> Task to carry out
Starting at the top of the data and ending with the line that holds "# indicate every instance of the white baseboard", transcribe each line exactly; include both ends.

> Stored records
⁂

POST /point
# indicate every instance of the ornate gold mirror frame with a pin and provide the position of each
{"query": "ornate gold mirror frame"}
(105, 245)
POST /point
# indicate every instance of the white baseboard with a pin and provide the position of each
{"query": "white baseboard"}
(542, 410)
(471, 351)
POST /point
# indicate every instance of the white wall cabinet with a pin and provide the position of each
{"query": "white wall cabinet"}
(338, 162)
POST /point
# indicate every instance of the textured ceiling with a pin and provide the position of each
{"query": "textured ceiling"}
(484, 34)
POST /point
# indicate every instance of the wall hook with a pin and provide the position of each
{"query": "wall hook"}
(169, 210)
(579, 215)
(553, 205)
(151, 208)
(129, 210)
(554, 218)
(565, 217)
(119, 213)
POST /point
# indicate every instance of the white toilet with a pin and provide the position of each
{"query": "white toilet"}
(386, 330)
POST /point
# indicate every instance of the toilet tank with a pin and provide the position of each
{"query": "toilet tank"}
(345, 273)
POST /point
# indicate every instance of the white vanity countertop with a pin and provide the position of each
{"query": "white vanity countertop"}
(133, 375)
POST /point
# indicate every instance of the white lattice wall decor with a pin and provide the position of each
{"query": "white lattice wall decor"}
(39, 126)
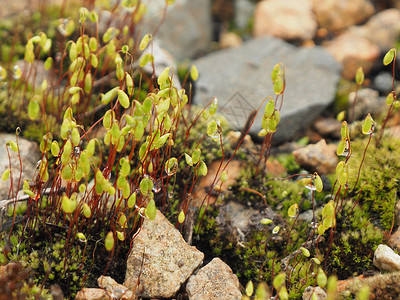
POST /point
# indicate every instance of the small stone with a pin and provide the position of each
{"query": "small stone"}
(238, 217)
(288, 20)
(382, 29)
(383, 82)
(186, 28)
(318, 157)
(240, 78)
(385, 259)
(215, 281)
(394, 240)
(229, 40)
(244, 11)
(92, 294)
(367, 101)
(353, 51)
(116, 290)
(162, 60)
(328, 127)
(309, 291)
(168, 260)
(338, 15)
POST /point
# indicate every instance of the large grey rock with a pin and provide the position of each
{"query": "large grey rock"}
(215, 281)
(161, 258)
(240, 79)
(186, 30)
(30, 155)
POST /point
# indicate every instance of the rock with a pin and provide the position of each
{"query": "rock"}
(353, 51)
(30, 155)
(383, 82)
(328, 127)
(338, 15)
(237, 220)
(162, 60)
(92, 294)
(368, 101)
(382, 29)
(288, 20)
(215, 281)
(317, 291)
(318, 157)
(186, 30)
(38, 73)
(385, 259)
(114, 289)
(12, 8)
(244, 11)
(239, 78)
(229, 40)
(168, 260)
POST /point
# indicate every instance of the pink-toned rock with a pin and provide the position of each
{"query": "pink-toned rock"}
(215, 281)
(160, 260)
(318, 157)
(382, 29)
(340, 14)
(287, 19)
(92, 294)
(353, 51)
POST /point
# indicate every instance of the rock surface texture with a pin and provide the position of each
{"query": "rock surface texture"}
(30, 155)
(240, 79)
(382, 29)
(353, 51)
(215, 281)
(339, 14)
(289, 20)
(318, 157)
(186, 30)
(168, 260)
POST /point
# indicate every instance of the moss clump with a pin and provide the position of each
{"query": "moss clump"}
(354, 242)
(379, 179)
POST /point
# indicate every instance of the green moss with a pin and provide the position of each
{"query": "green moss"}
(354, 243)
(379, 178)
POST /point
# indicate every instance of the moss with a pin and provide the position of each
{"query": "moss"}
(354, 242)
(379, 178)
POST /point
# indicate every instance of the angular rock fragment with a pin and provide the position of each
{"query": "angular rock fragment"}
(215, 281)
(160, 260)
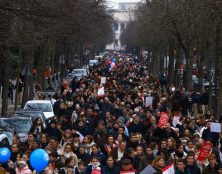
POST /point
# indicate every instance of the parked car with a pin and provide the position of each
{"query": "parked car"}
(6, 136)
(21, 125)
(33, 115)
(40, 105)
(93, 62)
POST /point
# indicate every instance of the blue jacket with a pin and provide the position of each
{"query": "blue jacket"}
(108, 170)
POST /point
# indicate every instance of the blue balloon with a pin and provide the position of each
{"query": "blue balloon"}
(114, 60)
(5, 154)
(39, 159)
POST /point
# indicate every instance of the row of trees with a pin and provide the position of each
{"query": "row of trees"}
(182, 30)
(43, 33)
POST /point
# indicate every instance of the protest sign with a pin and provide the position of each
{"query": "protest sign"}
(101, 91)
(215, 127)
(103, 80)
(176, 120)
(205, 151)
(169, 169)
(149, 101)
(164, 118)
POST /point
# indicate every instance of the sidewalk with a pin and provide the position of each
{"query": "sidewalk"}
(10, 105)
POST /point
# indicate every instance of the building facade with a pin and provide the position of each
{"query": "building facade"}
(122, 15)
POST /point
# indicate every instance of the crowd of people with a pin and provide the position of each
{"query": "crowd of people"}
(119, 132)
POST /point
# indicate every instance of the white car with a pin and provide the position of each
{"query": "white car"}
(78, 73)
(40, 105)
(93, 62)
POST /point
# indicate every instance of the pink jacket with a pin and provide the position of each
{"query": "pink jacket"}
(25, 170)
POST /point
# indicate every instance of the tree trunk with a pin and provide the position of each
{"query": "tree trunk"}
(28, 82)
(218, 72)
(171, 64)
(6, 55)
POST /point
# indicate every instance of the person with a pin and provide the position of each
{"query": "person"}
(94, 167)
(127, 167)
(147, 158)
(181, 167)
(69, 167)
(22, 166)
(37, 127)
(52, 130)
(191, 163)
(212, 166)
(67, 153)
(10, 91)
(110, 168)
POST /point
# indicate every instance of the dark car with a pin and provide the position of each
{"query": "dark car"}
(33, 115)
(21, 125)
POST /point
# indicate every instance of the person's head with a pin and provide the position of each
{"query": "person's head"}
(149, 150)
(153, 120)
(53, 142)
(68, 148)
(130, 152)
(122, 146)
(95, 161)
(219, 169)
(158, 162)
(180, 164)
(121, 130)
(190, 144)
(101, 124)
(207, 123)
(139, 150)
(126, 164)
(81, 166)
(110, 161)
(43, 138)
(133, 137)
(37, 121)
(110, 139)
(16, 140)
(163, 144)
(30, 137)
(212, 159)
(95, 149)
(70, 162)
(190, 158)
(53, 156)
(119, 137)
(179, 148)
(136, 118)
(35, 144)
(14, 147)
(81, 149)
(171, 143)
(52, 124)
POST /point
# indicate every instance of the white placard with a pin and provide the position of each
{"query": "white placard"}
(101, 91)
(103, 80)
(149, 101)
(176, 120)
(215, 127)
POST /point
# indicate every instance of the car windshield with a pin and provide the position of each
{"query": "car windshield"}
(20, 125)
(78, 72)
(38, 106)
(33, 116)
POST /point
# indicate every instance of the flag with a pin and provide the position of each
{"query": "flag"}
(169, 169)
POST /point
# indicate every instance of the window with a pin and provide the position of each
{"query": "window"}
(122, 26)
(116, 42)
(116, 27)
(123, 7)
(4, 143)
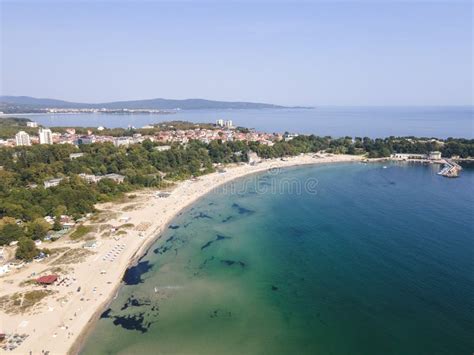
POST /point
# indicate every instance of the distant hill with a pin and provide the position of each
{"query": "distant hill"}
(165, 104)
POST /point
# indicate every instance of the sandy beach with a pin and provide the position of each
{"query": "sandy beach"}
(90, 277)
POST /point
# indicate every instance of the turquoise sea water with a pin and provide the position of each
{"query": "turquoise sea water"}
(368, 260)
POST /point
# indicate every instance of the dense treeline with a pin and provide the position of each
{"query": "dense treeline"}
(24, 170)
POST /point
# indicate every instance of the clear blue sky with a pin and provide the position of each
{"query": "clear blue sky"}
(308, 53)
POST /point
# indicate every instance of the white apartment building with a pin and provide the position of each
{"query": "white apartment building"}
(46, 136)
(22, 138)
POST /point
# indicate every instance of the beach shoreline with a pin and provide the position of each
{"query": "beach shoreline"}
(161, 211)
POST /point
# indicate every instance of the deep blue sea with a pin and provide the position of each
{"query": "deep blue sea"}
(333, 259)
(440, 122)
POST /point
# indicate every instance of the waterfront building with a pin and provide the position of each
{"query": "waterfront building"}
(46, 136)
(52, 183)
(122, 141)
(22, 138)
(84, 140)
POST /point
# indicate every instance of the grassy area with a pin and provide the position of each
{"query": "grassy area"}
(81, 231)
(21, 302)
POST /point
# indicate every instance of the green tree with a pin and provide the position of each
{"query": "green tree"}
(57, 226)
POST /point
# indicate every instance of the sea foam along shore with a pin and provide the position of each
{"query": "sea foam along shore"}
(62, 320)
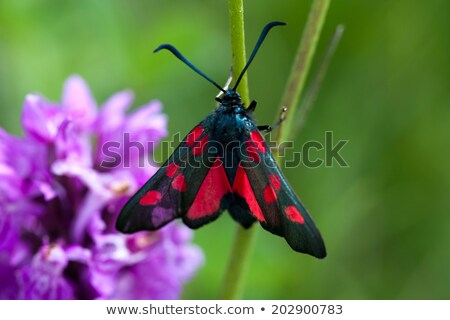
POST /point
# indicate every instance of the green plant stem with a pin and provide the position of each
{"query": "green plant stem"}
(311, 95)
(233, 281)
(236, 271)
(302, 63)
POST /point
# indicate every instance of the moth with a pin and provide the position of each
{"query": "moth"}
(224, 163)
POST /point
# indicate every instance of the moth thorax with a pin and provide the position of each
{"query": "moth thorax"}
(231, 98)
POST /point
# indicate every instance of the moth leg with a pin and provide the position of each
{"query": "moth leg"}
(268, 128)
(227, 84)
(252, 106)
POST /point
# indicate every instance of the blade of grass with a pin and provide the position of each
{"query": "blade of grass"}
(311, 95)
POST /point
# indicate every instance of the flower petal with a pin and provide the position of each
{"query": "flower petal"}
(40, 118)
(78, 102)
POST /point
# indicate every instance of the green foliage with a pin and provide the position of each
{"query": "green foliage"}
(385, 219)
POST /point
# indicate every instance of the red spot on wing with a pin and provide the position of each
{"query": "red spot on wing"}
(251, 152)
(243, 188)
(275, 181)
(199, 146)
(150, 198)
(179, 183)
(269, 194)
(258, 141)
(194, 135)
(294, 215)
(212, 189)
(171, 170)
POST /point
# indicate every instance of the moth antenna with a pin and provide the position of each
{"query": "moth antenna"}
(177, 54)
(261, 38)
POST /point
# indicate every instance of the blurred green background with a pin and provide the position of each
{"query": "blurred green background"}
(385, 219)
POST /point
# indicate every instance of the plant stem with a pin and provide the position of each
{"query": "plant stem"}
(233, 281)
(301, 66)
(236, 271)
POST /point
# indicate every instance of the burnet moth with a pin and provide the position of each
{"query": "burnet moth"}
(223, 164)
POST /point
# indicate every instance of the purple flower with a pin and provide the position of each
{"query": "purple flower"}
(59, 199)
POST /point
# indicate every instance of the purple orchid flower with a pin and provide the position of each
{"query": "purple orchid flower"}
(59, 203)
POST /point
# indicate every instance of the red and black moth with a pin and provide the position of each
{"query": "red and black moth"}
(223, 164)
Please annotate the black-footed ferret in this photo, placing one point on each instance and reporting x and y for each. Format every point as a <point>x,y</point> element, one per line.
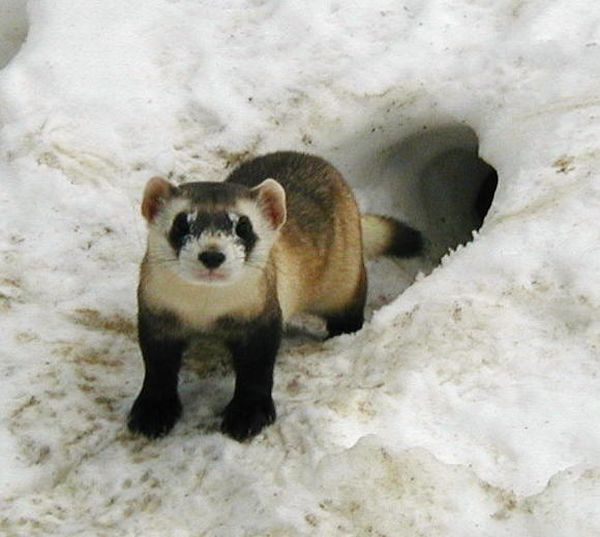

⁂

> Output of the task
POST /point
# indicate every instance of the ornate gold mirror frame with a pin and provide the position of each
{"query": "ornate gold mirror frame"}
(105, 245)
POST /point
# indicate every instance of the white baseboard with a pin and provide the position of each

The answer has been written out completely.